TASK INSTRUCTIONS
Write out the full listing exactly as given, minus the images.

[BEGIN DATA TO USE]

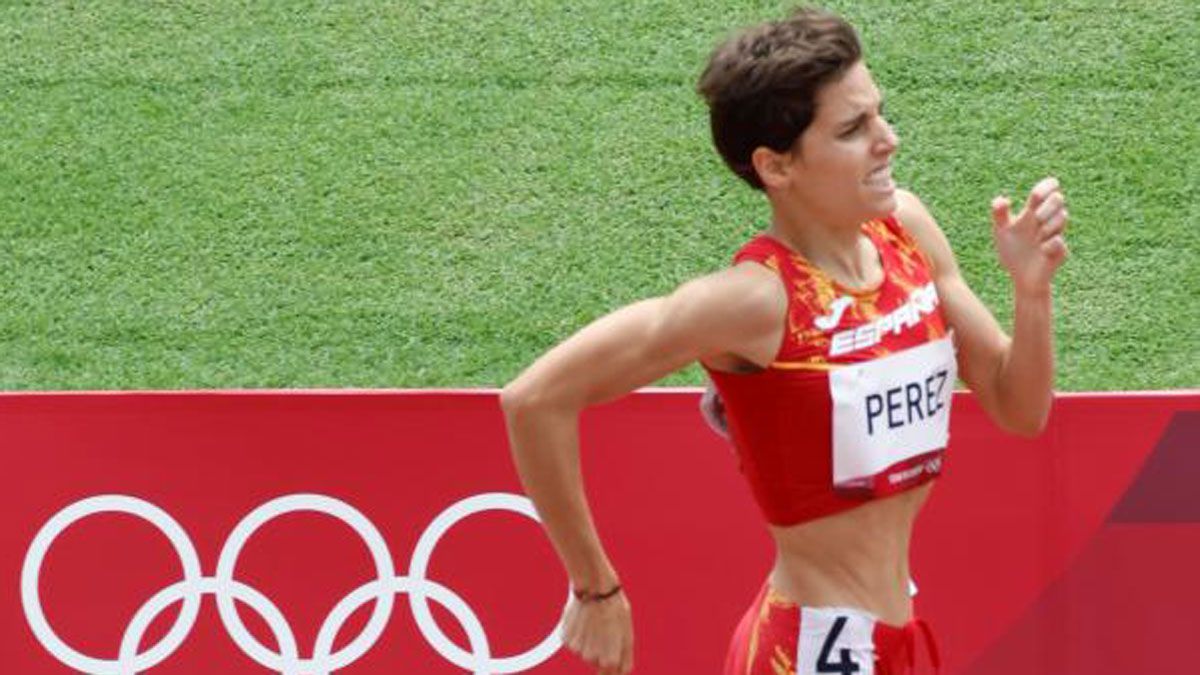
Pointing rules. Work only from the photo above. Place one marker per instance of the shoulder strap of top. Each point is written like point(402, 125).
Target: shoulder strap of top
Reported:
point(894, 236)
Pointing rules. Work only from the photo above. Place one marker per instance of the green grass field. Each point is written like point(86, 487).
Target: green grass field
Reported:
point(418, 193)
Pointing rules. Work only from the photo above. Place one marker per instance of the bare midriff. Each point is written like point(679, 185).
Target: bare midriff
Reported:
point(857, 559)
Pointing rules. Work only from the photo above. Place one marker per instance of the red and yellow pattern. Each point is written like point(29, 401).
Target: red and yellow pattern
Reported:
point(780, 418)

[END DATA TO USE]

WORKED SOLUTION
Pointing rules. Work only from the photo above. Place one marker per instance of the shoulder strap of top. Each point is written like point(402, 125).
Target: shoulder strap of top
Reported:
point(894, 236)
Pointing rules. Work only from the photo above. Place one marker per instance of the green grass field. Each point is written like point(86, 487).
Target: green grass field
Reported:
point(418, 193)
Pointing rules. Work only from the photo above. Place one marker per instance of the bare midriff. Each point is written like point(679, 185).
Target: bare midriff
Reported:
point(857, 559)
Pointing rules. Work only from the photo above. Place one marker per instance of the red and yellow pattern. Each point is written like point(29, 401).
Target: red and yellow pattern
Reported:
point(780, 418)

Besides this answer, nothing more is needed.